__SET PROBLEM__: Starting at the first of the lines below and ending with the line that contains "left=358, top=125, right=500, bottom=239", write out that stretch again with "What to find" replaced by "Object sought" and nothing else altered.

□ □ □ □

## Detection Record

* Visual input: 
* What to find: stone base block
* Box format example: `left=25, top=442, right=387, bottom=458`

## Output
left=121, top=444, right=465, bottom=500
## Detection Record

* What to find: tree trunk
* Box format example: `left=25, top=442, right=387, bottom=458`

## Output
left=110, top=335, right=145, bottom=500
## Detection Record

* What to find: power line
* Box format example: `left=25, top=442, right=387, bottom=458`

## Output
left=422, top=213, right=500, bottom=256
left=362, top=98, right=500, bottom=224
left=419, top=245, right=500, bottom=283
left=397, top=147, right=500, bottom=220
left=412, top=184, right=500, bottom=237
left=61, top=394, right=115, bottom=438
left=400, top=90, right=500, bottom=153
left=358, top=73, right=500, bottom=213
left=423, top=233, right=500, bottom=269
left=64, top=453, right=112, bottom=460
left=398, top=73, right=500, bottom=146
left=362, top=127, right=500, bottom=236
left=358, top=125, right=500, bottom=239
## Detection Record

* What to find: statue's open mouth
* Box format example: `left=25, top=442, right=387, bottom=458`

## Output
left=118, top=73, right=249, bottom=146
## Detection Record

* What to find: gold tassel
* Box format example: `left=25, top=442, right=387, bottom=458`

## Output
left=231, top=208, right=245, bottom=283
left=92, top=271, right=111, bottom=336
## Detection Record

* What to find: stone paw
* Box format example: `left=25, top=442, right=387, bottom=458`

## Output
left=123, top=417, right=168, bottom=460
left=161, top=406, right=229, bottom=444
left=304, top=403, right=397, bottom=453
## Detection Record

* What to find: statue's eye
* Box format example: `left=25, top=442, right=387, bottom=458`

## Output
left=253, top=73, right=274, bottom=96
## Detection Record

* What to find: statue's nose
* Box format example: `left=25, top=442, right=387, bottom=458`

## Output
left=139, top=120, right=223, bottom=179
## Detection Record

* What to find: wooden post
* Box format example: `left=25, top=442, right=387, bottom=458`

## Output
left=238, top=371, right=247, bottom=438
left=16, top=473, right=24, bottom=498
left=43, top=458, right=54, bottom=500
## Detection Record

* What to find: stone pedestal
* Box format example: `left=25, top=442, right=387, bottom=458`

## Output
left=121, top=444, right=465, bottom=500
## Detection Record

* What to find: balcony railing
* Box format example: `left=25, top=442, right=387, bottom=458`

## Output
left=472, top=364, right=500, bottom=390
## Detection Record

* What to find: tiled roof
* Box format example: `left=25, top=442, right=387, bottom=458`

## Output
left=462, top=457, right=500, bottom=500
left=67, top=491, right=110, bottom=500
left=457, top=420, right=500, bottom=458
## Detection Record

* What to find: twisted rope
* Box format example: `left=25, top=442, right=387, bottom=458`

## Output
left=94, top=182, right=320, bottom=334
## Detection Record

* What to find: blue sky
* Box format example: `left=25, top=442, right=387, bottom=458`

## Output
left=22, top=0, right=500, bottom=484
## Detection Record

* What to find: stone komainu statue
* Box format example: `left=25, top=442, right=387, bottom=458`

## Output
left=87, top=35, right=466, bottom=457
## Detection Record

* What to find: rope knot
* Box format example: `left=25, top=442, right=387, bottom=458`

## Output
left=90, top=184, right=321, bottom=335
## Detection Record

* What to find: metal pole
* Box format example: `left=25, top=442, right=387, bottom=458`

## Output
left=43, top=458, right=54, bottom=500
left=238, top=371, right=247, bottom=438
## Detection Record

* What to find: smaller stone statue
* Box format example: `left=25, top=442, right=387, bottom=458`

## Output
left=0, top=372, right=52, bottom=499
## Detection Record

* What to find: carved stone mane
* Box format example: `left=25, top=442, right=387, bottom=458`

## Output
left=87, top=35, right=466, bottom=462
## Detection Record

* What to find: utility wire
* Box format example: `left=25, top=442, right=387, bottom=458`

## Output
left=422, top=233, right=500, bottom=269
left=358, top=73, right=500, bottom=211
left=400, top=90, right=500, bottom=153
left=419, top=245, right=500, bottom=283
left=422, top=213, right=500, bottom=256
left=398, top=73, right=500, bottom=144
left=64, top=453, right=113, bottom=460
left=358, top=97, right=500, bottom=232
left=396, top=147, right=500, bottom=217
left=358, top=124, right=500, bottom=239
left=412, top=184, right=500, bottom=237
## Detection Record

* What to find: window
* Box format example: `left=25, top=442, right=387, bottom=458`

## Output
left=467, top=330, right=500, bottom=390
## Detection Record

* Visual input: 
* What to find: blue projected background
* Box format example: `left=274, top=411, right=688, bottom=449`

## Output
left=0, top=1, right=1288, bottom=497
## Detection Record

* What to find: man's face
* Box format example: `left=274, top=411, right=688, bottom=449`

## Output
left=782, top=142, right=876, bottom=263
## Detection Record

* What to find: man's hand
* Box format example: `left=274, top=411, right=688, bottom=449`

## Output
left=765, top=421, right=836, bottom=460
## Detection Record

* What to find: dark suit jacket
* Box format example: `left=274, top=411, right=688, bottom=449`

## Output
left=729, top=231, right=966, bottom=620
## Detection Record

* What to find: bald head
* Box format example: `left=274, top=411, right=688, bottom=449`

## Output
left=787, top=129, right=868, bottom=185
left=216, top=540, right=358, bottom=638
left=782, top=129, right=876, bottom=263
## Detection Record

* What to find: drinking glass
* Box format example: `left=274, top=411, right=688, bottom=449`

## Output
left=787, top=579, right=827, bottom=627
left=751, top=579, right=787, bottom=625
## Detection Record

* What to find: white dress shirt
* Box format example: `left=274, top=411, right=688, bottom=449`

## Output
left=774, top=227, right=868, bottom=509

□ □ □ □

__WRITTEN RESPONSE__:
## Detection Record

* Visual input: 
* Object sought: stone base block
* Box format example: `left=25, top=442, right=387, bottom=458`

## Output
left=121, top=444, right=465, bottom=500
## Detection Record

* Object sought: tree trunk
* Box format example: `left=25, top=442, right=387, bottom=458`

## Output
left=110, top=335, right=145, bottom=500
## Detection Record

* Object sought: power line
* Box format example: `left=25, top=442, right=387, bottom=458`

## Output
left=422, top=213, right=500, bottom=256
left=362, top=98, right=500, bottom=224
left=419, top=245, right=500, bottom=283
left=397, top=147, right=500, bottom=220
left=412, top=184, right=500, bottom=237
left=61, top=394, right=115, bottom=438
left=400, top=90, right=500, bottom=153
left=358, top=73, right=500, bottom=213
left=423, top=233, right=500, bottom=269
left=64, top=453, right=112, bottom=460
left=398, top=73, right=500, bottom=146
left=362, top=127, right=500, bottom=236
left=358, top=125, right=500, bottom=239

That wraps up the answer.